* **Selected excerpt**:
Taken together, some 2,000 stocks recommended on a popular television show over the course of the past 12 years by the show’s guests, most of whom are successful consultants for multibillion-dollar stock portfolios, performed less successfully than the market as a whole for this 12-year period. So clearly, no one should ever follow any recommendations by these so-called experts.

Summarize Argument
The author concludes that no one should take the advice of so-called expert stock consultants. This is because 2,000 of the stocks such experts recommended on a TV show over the last 12 years performed worse than the market did over the same period.

Notable Assumptions
The author assumes that these 2,000 stocks are reflective of what the consultants recommend in general, without considering other stocks that may have also been recommended and performed well. The author also assumes that performance over this certain 12-year period is sufficient to draw conclusions about the consultants’ abilities to predict which stocks will do well. Perhaps the period in question was anomalous for some reason, or perhaps the stocks won’t pay off until a later date.

A
Taken together, the stocks recommended on the television show performed better than the market as a whole for the past year.
Evidently, it’s sometimes a good idea to take the consultants’ advice. Last year, their stocks outperformed the market.
B
Taken together, the stocks recommended on the television show performed better for the past 12-year period than stock portfolios that were actually selected by any other means.
Since you can’t buy the market itself, you have to put together a portfolio. Those portfolios all performed even worse than those selected by the consultants, meaning their advice was worthwhile.

* **Entries provided**:

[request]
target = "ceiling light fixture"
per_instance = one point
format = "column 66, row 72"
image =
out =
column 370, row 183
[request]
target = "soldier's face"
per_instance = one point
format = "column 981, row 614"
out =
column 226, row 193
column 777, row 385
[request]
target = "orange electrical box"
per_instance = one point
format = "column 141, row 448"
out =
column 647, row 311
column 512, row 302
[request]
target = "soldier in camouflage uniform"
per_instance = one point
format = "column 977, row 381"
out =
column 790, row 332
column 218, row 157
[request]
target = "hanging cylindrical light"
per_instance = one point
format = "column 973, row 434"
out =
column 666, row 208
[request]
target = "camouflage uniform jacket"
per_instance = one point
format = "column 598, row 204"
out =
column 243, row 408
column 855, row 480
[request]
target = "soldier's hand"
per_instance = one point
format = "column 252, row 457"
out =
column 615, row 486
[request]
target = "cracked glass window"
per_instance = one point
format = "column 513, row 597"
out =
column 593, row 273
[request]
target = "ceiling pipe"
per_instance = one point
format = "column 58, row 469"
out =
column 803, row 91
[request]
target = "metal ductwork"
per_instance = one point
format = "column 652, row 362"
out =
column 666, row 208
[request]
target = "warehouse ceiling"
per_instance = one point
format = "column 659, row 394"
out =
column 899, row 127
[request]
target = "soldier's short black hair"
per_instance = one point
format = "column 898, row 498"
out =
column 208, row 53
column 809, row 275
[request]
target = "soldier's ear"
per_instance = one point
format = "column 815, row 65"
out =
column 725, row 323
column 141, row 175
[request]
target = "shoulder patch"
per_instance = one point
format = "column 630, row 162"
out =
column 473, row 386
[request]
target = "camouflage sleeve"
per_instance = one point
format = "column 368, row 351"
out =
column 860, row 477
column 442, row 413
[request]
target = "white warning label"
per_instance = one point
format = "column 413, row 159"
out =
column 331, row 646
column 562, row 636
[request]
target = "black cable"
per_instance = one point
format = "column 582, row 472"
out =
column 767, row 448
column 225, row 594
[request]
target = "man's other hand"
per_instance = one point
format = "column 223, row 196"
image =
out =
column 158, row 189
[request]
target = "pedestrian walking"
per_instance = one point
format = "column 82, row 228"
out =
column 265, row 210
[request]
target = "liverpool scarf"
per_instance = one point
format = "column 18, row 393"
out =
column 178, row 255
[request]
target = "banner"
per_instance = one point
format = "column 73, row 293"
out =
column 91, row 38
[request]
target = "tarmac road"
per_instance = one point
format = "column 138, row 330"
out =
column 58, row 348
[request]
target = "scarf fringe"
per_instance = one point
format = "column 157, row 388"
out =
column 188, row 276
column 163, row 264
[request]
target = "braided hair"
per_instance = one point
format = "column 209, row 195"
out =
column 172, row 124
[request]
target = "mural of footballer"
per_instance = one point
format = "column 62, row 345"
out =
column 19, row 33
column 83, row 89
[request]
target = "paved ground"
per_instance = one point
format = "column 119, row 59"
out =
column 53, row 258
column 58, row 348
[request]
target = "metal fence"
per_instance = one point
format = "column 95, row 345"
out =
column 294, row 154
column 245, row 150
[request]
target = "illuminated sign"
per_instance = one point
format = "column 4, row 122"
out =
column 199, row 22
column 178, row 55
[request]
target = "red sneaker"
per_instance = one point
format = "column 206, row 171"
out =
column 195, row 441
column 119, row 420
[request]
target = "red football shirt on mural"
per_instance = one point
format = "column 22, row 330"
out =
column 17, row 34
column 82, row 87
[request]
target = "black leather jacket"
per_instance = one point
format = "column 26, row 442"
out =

* **Short problem 1**: In the stock recommendation passage, about how many stocks recommended on the television show are said to have done worse than the market?
* **Short problem 2**: Extend the stock recommendation passage from where it stops.
The rows aren't needed for this work.

* **Exercise output 1**: Some 2,000 stocks.

* **Exercise output 2**:
C
Performance of the stocks recommended on the television show was measured by stock dividends, whereas the performance of the market as a whole was measured by change in share value.
The way the stocks and the market were measured differed. This means a comparative conclusion can’t be drawn about them.
D
Performance of the stocks recommended on the television show was measured independently by a number of analysts, and the results of all the measurements concurred.
Several different measurements confirmed the stocks recommended on the TV show performed worse than the market. This certainly doesn’t weaken the claim that the so-called expert consultants aren’t giving good advice.
E
The stock portfolios for which the guests were consultants performed better for the past 12-year period than the market as a whole.
Even if the recommended stocks didn’t all do well together, the consultants were nevertheless able to create decent portfolios using different combinations of stocks. This suggests their advice may be worthwhile.